| YOUR OBJECTIVE |
Please filter the records below and copy every line that contains the word "office". Case counts.

| TASK INPUT |
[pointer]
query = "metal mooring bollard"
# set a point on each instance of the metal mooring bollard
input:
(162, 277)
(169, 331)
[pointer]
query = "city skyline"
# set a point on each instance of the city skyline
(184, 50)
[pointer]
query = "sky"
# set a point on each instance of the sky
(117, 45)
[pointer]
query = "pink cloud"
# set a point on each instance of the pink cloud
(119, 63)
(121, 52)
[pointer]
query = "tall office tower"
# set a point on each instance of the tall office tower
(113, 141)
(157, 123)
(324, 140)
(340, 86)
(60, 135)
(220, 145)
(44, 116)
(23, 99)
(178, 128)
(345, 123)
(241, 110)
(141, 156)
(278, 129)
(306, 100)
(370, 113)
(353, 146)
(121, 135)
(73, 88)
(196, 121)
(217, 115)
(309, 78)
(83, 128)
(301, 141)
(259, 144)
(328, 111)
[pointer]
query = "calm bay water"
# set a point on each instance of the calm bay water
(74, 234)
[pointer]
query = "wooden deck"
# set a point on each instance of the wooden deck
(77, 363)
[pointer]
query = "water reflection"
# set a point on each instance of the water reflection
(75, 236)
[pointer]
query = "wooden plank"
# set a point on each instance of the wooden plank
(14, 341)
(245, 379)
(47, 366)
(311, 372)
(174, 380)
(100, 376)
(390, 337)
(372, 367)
...
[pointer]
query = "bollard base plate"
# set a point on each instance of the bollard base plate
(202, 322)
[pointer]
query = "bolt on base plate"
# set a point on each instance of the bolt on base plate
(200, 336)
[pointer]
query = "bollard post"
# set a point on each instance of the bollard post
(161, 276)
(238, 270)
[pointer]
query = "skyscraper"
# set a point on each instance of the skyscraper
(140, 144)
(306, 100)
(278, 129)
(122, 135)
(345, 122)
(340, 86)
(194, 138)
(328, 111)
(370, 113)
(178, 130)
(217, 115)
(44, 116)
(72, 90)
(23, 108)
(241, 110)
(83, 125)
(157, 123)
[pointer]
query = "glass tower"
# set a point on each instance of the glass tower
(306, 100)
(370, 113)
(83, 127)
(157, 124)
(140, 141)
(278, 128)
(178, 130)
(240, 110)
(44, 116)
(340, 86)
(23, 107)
==
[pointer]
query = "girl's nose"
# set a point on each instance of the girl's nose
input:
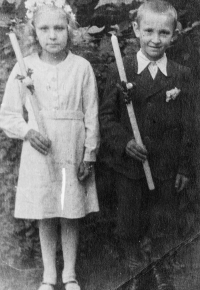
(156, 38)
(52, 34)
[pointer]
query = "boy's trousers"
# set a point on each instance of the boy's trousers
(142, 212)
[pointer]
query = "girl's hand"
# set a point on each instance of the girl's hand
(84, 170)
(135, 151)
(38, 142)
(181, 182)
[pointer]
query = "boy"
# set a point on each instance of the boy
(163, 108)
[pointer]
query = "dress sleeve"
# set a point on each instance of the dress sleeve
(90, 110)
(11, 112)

| CORRECT ANSWER |
query = "tall office tower"
# set a point on each instance of the tall office tower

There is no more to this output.